[Referring expression pointing data]

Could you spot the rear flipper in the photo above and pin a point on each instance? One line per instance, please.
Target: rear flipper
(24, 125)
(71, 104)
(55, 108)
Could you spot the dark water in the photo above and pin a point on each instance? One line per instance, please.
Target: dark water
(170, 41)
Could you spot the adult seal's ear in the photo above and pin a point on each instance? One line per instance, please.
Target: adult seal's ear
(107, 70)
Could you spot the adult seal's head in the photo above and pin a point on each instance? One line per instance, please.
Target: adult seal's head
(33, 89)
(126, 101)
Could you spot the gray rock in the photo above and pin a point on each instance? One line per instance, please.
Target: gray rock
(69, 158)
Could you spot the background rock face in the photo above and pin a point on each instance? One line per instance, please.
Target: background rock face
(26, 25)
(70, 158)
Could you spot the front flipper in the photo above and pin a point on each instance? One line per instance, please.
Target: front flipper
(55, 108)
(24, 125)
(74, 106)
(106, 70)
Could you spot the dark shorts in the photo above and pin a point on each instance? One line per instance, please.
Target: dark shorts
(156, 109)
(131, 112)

> Required action
After the last line, print all the entries once again, unchanged.

> Completed task
Could you spot the rear flipper in the photo above and pin a point on each instance? One line per instance, please.
Target: rear flipper
(24, 125)
(71, 104)
(55, 108)
Could you spot the dark water in the photo above and pin a point on each instance? One line per instance, please.
Target: dark water
(170, 41)
Could you spot the adult seal's ear in the photo above and pin a point on each instance? One line per instance, please.
Target: adult seal's ear
(107, 70)
Could you spot the adult seal's head in the photo above and pin a point on each instance? One line per instance, please.
Target: adult seal's head
(33, 89)
(126, 101)
Could you spot the gray rock in the photo above and pin a point on each instance? One line per instance, please.
Target: gray rock
(69, 158)
Could you spot the background rock face in the photo above and pin a point on each instance? One line per instance, please.
Target: background rock face
(26, 25)
(70, 158)
Could you spot the front flipper in the photo above and pin a point on each instance? One line per instance, please.
Target: front flipper
(55, 108)
(24, 125)
(74, 106)
(106, 70)
Could you spot the dark shorts in the photo above and pin a point on each instance? One line per instance, please.
Target: dark shorts
(156, 109)
(131, 112)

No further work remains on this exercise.